- [What you are asked to do]: Print the data below exactly, but only the lines from the one containing "x=1419, y=601" down to the one containing "Note: for every instance of the white hard", inclusive.

- [Dataset content]:
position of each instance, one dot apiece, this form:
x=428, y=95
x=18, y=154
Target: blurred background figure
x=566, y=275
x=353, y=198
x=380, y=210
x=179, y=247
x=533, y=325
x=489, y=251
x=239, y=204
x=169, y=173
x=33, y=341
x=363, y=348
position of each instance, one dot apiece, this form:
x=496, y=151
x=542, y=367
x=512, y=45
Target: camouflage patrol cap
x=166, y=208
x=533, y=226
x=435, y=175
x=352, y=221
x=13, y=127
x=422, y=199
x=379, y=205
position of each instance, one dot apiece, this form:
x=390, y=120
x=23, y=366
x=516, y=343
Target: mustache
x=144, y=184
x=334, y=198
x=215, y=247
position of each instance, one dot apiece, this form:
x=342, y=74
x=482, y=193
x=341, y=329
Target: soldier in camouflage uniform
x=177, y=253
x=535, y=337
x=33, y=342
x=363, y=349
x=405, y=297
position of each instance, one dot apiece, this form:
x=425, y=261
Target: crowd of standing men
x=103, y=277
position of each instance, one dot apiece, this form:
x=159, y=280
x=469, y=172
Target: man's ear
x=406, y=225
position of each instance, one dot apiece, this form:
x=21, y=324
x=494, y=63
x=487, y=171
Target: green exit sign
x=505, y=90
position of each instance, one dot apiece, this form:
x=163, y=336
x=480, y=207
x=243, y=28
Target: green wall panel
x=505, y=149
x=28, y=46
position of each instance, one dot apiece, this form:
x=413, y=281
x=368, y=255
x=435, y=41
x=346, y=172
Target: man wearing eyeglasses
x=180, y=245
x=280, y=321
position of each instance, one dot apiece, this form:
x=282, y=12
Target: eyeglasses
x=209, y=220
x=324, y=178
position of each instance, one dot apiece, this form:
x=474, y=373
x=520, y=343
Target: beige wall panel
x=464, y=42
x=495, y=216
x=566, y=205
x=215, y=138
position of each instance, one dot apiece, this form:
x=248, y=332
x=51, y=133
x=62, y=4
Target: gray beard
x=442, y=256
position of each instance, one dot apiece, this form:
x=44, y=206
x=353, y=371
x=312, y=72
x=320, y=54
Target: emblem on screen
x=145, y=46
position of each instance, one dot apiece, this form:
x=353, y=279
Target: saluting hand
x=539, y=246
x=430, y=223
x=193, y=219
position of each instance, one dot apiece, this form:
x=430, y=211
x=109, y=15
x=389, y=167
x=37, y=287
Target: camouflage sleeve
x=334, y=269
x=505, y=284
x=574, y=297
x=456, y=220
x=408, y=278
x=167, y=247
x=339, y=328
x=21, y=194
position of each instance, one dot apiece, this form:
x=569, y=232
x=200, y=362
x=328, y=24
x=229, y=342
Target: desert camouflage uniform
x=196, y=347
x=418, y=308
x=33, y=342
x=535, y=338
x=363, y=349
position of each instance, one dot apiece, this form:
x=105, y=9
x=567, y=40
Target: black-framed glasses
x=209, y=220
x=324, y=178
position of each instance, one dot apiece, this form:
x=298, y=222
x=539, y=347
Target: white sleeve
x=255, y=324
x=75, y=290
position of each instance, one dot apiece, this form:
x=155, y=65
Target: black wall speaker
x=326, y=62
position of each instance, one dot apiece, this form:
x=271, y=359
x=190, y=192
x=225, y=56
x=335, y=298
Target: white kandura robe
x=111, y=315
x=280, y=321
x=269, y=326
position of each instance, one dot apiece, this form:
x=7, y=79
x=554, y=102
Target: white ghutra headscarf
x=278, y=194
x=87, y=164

==

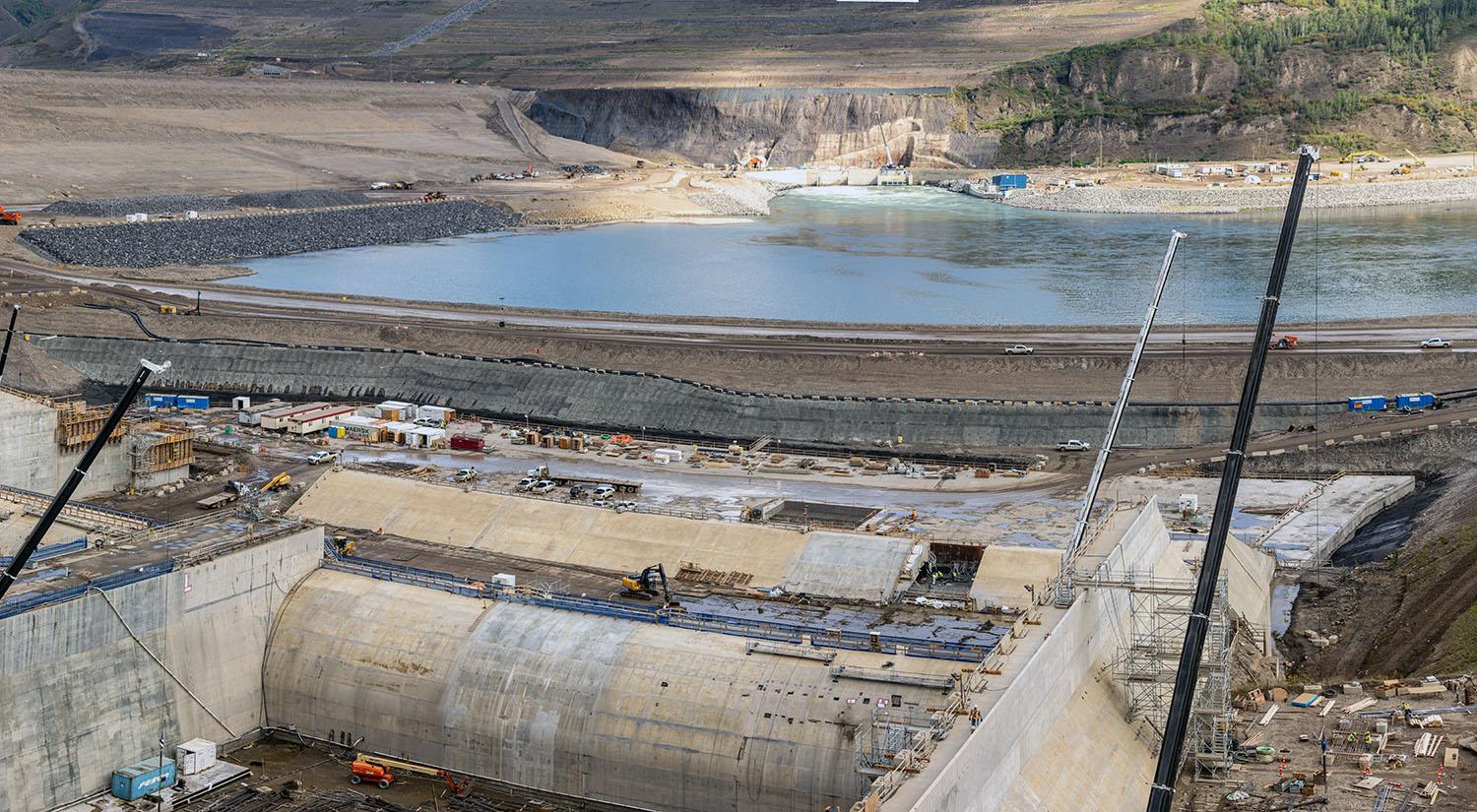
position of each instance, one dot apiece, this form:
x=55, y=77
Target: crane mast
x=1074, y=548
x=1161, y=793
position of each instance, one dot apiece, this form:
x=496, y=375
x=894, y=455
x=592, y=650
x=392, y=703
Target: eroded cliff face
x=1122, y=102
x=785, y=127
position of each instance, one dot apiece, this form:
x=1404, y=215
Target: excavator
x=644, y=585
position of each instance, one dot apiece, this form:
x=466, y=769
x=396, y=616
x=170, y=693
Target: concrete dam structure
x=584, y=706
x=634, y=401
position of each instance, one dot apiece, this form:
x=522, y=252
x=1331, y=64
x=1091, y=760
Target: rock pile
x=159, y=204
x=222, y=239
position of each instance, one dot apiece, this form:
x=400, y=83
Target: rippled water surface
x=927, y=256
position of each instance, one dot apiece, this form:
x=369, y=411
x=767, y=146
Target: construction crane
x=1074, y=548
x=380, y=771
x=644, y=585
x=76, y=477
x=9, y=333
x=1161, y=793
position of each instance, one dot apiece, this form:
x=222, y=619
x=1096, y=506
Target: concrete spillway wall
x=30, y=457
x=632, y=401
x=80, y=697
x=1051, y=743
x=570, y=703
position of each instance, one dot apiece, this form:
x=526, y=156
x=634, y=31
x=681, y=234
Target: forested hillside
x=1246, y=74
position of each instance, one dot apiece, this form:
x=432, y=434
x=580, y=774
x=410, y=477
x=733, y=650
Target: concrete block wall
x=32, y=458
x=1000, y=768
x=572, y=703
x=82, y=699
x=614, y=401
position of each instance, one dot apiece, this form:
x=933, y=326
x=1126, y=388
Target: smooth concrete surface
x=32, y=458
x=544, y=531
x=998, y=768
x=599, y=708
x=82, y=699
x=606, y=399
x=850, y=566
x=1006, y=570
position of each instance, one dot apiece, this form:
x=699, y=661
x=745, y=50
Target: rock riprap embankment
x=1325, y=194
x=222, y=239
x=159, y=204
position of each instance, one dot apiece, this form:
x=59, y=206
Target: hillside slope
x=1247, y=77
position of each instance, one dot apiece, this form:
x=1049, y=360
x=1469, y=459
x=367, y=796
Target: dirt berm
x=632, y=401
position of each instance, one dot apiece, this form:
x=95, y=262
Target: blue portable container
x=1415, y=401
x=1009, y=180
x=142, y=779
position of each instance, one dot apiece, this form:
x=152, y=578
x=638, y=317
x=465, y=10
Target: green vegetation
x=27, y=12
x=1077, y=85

* * *

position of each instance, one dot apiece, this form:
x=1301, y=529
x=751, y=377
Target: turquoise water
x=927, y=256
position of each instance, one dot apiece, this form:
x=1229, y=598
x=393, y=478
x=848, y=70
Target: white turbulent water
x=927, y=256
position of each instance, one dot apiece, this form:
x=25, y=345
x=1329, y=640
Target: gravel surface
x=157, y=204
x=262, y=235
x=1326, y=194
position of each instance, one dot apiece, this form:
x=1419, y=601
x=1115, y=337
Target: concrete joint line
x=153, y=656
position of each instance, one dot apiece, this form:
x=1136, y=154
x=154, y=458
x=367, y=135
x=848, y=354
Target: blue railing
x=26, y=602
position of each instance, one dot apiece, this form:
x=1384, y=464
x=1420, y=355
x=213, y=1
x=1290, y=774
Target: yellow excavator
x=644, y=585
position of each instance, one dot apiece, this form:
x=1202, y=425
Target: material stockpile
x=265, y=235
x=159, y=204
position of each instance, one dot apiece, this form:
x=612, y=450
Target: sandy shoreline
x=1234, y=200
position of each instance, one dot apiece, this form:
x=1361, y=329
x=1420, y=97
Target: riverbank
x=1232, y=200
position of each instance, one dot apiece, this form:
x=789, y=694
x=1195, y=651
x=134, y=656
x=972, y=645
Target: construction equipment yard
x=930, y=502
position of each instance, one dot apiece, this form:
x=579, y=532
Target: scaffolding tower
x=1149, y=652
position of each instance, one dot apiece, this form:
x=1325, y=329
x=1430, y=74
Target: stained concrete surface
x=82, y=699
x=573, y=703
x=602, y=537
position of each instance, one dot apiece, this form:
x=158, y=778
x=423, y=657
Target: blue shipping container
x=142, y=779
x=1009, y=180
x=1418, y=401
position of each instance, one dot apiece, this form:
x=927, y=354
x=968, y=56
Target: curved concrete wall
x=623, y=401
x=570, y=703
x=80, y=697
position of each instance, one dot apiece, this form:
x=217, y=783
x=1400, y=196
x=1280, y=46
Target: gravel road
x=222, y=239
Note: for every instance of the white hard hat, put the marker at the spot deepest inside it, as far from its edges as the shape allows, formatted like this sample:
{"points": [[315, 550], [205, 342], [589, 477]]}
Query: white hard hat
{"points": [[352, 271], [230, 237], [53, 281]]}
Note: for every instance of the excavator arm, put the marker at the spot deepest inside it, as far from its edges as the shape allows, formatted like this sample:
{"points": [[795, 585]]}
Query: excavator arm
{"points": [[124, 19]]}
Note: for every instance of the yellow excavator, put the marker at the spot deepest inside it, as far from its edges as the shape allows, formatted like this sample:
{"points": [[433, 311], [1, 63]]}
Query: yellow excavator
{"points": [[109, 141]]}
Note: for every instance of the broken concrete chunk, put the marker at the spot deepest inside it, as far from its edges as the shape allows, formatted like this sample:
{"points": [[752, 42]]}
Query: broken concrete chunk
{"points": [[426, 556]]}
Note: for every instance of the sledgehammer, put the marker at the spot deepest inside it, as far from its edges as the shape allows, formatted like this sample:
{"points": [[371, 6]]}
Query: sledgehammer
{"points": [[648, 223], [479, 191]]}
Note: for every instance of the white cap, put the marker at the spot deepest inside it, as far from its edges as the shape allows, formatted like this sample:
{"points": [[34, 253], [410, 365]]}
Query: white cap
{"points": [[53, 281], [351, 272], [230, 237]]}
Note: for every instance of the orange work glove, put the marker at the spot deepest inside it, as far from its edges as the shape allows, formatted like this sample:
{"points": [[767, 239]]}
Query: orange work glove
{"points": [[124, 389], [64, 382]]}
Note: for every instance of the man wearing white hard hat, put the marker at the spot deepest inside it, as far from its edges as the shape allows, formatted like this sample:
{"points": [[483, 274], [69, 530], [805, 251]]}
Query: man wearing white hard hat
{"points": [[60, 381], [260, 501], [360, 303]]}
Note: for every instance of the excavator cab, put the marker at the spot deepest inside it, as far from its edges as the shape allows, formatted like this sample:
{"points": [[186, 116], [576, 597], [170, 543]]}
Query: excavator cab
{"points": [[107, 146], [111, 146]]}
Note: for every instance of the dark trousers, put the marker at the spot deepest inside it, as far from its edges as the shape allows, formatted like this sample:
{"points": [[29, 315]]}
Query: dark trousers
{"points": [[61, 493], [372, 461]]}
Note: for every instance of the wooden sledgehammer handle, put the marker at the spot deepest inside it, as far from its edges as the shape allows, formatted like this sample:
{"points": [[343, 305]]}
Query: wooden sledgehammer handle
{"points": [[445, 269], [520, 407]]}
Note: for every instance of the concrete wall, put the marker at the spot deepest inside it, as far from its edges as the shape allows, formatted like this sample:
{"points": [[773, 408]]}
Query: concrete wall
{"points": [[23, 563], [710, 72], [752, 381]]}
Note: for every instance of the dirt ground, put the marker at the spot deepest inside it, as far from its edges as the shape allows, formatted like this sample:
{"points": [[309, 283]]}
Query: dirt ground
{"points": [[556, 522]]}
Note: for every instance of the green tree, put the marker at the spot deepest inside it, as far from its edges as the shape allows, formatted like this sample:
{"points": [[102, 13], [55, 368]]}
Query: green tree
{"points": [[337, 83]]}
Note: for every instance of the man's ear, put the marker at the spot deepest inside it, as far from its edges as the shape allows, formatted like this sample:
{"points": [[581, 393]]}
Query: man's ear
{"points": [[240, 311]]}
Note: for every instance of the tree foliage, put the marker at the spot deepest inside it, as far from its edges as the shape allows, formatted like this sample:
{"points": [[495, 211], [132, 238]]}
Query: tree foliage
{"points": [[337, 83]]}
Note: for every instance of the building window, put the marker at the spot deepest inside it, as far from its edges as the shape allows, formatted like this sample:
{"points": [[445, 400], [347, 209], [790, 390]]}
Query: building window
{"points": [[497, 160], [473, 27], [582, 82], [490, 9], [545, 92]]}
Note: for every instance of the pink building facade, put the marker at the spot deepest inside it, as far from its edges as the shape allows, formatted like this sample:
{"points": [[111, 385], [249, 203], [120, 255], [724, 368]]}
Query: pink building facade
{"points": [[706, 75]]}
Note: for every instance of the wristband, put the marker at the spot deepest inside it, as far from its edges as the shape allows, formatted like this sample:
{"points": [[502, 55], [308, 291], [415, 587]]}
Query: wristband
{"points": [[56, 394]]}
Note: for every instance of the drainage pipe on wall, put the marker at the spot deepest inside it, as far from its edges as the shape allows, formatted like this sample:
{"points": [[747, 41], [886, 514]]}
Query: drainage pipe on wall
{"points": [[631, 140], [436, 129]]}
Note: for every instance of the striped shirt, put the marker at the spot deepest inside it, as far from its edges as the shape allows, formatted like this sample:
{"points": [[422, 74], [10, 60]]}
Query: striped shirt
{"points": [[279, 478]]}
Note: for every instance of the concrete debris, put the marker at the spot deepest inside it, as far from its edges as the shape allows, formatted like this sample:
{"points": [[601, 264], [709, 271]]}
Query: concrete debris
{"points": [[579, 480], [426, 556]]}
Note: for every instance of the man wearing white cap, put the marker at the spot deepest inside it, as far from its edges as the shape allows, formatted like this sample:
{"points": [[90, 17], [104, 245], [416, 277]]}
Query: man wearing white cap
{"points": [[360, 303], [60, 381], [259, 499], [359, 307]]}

- [Reply to the exercise]:
x=1419, y=601
x=1115, y=337
Target: concrete joint line
x=153, y=656
position of each instance, one dot apiece, this form:
x=1136, y=154
x=154, y=458
x=367, y=135
x=848, y=354
Target: blue railing
x=26, y=602
position of each instance, one dot apiece, this form:
x=1384, y=464
x=1420, y=355
x=213, y=1
x=1290, y=774
Target: yellow excavator
x=644, y=585
position of each instance, one dot apiece, this form:
x=1202, y=425
Target: material stockpile
x=265, y=235
x=159, y=204
position of each instance, one dot apiece, this form:
x=612, y=450
Target: sandy shoreline
x=1234, y=200
position of each instance, one dot apiece, this form:
x=1361, y=329
x=1420, y=97
Target: riverbank
x=1232, y=200
position of each instance, one dot apiece, this form:
x=789, y=694
x=1195, y=651
x=134, y=656
x=972, y=645
Target: construction equipment yard
x=930, y=502
position of each instance, one dot apiece, this form:
x=579, y=532
Target: scaffolding tower
x=1149, y=652
position of each instance, one dot apiece, this form:
x=1325, y=329
x=1430, y=74
Target: stained concrete surface
x=82, y=699
x=573, y=703
x=602, y=537
position of each instance, one dot apiece, this form:
x=158, y=778
x=423, y=657
Target: blue shipping container
x=142, y=779
x=1009, y=180
x=1418, y=401
position of each instance, one dot apiece, this form:
x=927, y=354
x=968, y=56
Target: curved concrete wall
x=623, y=401
x=570, y=703
x=80, y=697
position of each instance, one dot apiece, this form:
x=217, y=783
x=1400, y=196
x=1280, y=46
Target: gravel road
x=222, y=239
Note: for every instance of the white hard hat, put the marker at the spot deepest inside it, as far from its edges as the shape allows, formatted like this sample:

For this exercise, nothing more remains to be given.